SOURCE PASSAGE
• • • •

Turning to FIG. 4, the cam 20 rotates into contact with the engagement arm 28 to add to the force with which the contact foot 32 presses onto the friction surface 18. At this point, the cam 20 also starts to push the engagement arm 28 and therefore the lock arm 14 and lift arm 8 clockwise against the bias of the lift spring 10. Accordingly, the stack 4 starts to drop away from the picker roller 6 before it draws the new top-most sheet 42 off the stack 4.

FIG. 5 shows the sheet feed mechanism at the completion of its operative cycle. The cam 20 rotates until the high point is in contact with the engagement arm 28. This pushes the lock arm 14 and the lift arm 8 back through a set angle of rotation. In turn, the stack 4 retracts from the picker roller 6 by a predetermined distance. This distance does not alter regardless of the grade (or thickness) of paper in the stack. Because of this, the lift spring 10 need only compress a small amount and therefore the energy consumed by the mechanism as it indexes through the stack is reduced. Furthermore, as the stack 4 depletes, it weighs less but the spring 10 also decreases its force biasing the stack against the picker roller 6 because it is less compressed. This keeps the force pressing successive top-most sheets against the picker roller substantially uniform.

FIG. 6 is a diagrammatic illustration of another embodiment of the sheet feed mechanism 1. In this embodiment, the hinged lift arm is replaced with a lift structure 44 that has rectilinear movement instead of rotational. The friction surface 18 is on an arm that extends upwardly to be parallel with the direction of travel of the lift structure 44. The lock arm 14 is again hinged to the chassis 2 and has a bearing surface 34 with lock spring 38 to bias the contact foot 32 into locking engagement with the friction surface 18. The disengagement arm 30, lock hinge 24 and the contact foot 32 again form a first class lever.

The embodiment shown does not use a U-shaped member but instead configures the lock arm 14 to act as the engagement arm 28 as well. When the cam 20 contacts the engagement arm 28, it rotates anti-clockwise about the hinge 16. The contact foot 32 maintains locking engagement with the friction surface 18 because the spring 38 continues to bias the disengagement arm 30 in a clockwise direction despite the rotation of the engagement arm in an anti clockwise direction.

In fact the bearing surface 34 rotating anti clockwise tends to maintain the gap bridged by the spring 38 so that the biasing force remains relatively uniform.

The embodiment shown in FIG. 6 demonstrates that the invention can adopt many different configurations to suit specific functional requirements and space limitations. Ordinary workers in this field will also appreciate that the cam may be replaced by the solenoid actuator or pneumatic/hydraulic actuators. Any dual action actuator that contacts the disengagement arm and the engagement arm in succession will be suitable for the purposes of this invention.

FIG. 7 shows the invention incorporated into a SOHO printer. The printer 46 has a paper feed tray 48 for receiving a ream of blank paper (not shown). The paper feed assembly in the printer draws sheets sequentially from the stack placed in the feed tray 48 and directs it then through a C-shaped paper path past a printhead. After printing the pages are collected from a collection tray (not shown) on top of the feed tray 48.

• • • •

MATERIAL SHOWN
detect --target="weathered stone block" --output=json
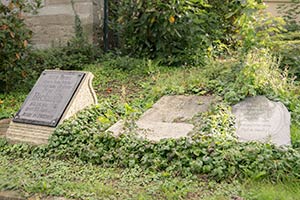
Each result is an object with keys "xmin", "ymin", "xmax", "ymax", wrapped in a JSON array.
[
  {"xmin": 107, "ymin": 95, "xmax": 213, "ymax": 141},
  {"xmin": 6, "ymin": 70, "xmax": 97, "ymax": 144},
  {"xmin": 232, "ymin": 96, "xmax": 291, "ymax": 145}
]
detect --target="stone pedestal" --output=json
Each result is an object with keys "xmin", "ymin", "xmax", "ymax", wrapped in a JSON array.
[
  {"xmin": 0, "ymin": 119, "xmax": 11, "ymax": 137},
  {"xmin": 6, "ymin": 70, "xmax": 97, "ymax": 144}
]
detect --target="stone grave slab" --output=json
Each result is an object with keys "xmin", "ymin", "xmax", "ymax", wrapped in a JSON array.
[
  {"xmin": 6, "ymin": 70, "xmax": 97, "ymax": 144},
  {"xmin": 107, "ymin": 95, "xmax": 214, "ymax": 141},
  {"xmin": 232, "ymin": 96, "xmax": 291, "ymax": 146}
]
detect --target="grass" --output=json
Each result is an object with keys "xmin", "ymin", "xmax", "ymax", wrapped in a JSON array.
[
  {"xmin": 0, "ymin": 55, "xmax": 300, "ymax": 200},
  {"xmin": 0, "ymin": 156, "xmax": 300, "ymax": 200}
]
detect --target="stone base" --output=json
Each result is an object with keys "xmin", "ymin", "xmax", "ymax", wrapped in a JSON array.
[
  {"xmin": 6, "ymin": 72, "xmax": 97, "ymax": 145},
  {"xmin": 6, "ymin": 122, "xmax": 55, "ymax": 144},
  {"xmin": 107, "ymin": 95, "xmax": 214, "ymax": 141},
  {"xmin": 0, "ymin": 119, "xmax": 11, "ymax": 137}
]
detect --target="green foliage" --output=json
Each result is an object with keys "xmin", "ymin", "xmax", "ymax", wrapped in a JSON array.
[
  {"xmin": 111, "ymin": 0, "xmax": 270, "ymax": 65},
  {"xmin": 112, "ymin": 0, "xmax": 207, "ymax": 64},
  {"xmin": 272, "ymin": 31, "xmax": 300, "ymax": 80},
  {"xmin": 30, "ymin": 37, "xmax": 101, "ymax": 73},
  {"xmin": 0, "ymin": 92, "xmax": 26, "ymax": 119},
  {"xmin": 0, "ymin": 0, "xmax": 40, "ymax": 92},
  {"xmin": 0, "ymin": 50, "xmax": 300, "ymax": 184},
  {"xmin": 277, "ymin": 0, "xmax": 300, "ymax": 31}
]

• • • •

WHAT THIS EXERCISE ASKS
1 – In the sheet feed mechanism passage, what replaces the hinged lift arm in the embodiment shown in FIG. 6?
2 – Return the sheet feed mechanism passage between "The embodiment shown does" and "remains relatively uniform.", inclusive.

SOLUTIONS TO THE EXERCISE
1 – A lift structure 44 that moves rectilinearly instead of rotationally.

2 –
The embodiment shown does not use a U-shaped member but instead configures the lock arm 14 to act as the engagement arm 28 as well. When the cam 20 contacts the engagement arm 28, it rotates anti-clockwise about the hinge 16. The contact foot 32 maintains locking engagement with the friction surface 18 because the spring 38 continues to bias the disengagement arm 30 in a clockwise direction despite the rotation of the engagement arm in an anti clockwise direction.

In fact the bearing surface 34 rotating anti clockwise tends to maintain the gap bridged by the spring 38 so that the biasing force remains relatively uniform.